** BEGIN **

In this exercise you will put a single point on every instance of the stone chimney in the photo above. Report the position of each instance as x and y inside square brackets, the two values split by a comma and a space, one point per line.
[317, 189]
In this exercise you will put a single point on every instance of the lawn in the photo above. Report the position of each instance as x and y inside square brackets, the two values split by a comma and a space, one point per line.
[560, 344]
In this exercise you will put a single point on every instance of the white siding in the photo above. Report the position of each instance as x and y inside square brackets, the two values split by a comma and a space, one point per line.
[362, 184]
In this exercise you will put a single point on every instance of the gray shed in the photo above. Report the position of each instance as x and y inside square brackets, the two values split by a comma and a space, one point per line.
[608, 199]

** END **

### What the task asks
Format the rows as a JSON list of strings, one string per line with blank lines left out, beginning at the line that contains "of the gray" and continuing through the end of the rows.

### Output for this task
[
  "In this exercise you will put a single point on every instance of the gray shed in the photo above. Report the position of each instance as x and y inside square brackets, the two values split by a comma and a space, one point per line.",
  "[608, 199]"
]